**leetcode:**https://leetcode.com/problems/reverse-string-ii
Description:
Given a string s and an integer k, reverse the first k characters for every 2k characters counting from the start of the string.
If there are fewer than k characters left, reverse all of them. If there are less than 2k but greater than or equal to k characters, then reverse the first k characters and leave the other as original.
Idea:
Step1: because the problem need to change the range between k character and 2k characters, we traverse the string and increase the index by 2k
Step2: if left characters less than k characters, it means the current index + k will larger than the length of string, so reverse the whole left string
Step3: if there are less than 2k but greater than or equal to k characters, then reverse the first k characters. it menas if the current index plus k won’t exceed the length of string, just reverse the first k character. the range of the reverse is(i, i+k-1)
Code:
class Solution {
public String reverseStr(String s, int k) {
int length = s.length()-1;
char[] result = s.toCharArray();
// traverse the string and set the index increased by 2k each time
for(int i=0; i<=length; i = i+2*k){
// if the left characters more than k characters(so the current index + k, it will less or equal than length of string), reverse first k
if (i+k<=length){
reverse(result, i, i+k-1);
continue;
}
// if left characters less than k characters, reverse all
if(i+k > length){
reverse(result, i, length);
continue;
}
}
return new String(result);
}
public void reverse(char[]s, int i, int j){
while(i<j){
char temp = s[i];
s[i] = s[j];
s[j] = temp;
i++;
j--;
}
}
}
return the character array to string
new String(character);

Provided data -

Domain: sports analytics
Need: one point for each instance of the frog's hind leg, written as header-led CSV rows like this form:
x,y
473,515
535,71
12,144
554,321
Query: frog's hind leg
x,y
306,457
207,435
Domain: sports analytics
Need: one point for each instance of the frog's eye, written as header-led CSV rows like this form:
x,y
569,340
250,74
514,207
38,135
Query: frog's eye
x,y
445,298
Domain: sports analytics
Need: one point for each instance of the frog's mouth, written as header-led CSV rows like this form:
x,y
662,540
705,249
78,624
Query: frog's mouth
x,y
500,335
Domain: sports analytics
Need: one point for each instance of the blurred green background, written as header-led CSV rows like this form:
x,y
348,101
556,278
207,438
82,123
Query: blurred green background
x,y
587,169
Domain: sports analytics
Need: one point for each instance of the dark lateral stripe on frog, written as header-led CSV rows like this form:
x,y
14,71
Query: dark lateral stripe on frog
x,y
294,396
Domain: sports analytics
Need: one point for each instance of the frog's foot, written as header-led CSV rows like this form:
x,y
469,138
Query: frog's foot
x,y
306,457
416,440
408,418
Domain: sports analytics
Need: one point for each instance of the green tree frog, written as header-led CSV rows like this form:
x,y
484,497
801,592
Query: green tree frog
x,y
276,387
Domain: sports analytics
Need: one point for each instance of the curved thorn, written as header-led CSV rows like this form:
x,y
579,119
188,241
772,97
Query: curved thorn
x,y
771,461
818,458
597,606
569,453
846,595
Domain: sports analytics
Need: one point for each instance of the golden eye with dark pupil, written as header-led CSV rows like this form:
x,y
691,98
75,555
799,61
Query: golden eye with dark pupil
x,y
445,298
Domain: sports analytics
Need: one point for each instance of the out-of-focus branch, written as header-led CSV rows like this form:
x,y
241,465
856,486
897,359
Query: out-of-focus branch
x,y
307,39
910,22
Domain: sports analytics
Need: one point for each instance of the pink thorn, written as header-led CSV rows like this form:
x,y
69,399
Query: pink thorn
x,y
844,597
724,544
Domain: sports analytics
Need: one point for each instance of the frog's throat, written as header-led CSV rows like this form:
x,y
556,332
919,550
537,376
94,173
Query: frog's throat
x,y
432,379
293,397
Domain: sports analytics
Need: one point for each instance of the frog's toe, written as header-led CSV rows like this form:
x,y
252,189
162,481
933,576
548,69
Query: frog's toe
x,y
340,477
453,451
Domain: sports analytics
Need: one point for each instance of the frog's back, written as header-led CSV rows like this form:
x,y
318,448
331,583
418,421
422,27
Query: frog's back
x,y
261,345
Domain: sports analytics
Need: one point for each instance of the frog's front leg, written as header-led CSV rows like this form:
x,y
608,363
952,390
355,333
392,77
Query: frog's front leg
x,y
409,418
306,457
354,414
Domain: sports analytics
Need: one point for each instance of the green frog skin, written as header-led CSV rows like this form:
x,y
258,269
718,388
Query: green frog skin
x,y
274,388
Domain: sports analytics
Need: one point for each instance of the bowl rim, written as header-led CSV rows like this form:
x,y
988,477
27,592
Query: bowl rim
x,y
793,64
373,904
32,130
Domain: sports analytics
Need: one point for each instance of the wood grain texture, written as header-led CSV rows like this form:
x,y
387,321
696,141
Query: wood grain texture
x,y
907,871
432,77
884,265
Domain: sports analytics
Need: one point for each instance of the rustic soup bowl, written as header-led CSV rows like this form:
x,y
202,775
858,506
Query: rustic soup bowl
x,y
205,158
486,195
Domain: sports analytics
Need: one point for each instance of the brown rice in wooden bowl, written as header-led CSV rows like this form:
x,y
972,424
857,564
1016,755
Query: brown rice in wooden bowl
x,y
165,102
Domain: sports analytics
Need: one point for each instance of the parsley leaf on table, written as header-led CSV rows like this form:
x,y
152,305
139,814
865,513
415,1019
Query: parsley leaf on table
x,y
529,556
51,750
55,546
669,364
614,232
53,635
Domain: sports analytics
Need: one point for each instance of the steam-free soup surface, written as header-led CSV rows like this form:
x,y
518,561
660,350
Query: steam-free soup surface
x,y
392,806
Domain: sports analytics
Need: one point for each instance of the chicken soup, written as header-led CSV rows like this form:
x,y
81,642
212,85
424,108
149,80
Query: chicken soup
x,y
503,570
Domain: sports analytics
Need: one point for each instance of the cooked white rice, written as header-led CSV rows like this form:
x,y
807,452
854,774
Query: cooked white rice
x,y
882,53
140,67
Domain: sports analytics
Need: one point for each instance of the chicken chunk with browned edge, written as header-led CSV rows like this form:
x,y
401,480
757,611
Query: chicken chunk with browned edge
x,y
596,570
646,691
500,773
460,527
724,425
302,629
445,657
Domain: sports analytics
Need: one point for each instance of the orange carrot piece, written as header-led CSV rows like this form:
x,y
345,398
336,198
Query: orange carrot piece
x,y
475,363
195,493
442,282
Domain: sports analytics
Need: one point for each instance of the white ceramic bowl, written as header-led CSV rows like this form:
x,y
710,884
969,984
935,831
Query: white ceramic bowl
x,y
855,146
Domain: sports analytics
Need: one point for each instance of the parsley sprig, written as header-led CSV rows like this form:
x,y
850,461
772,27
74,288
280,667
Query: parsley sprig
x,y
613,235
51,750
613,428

Exercise aim - Decide whether each statement agrees with the Reverse String II write-up, and give yes or no along with the deciding words from it: (a) The index advances by 2k on each pass through the string. (b) When fewer than k characters are left, only the first of them is reversed. (c) The code turns the string into a character array before reversing. The lines above come from a separate source and have no connection to the text.

The completed task -
(a) Yes: "we traverse the string and increase the index by 2k"
(b) No: "If there are fewer than k characters left, reverse all of them."
(c) Yes: "char[] result = s.toCharArray();"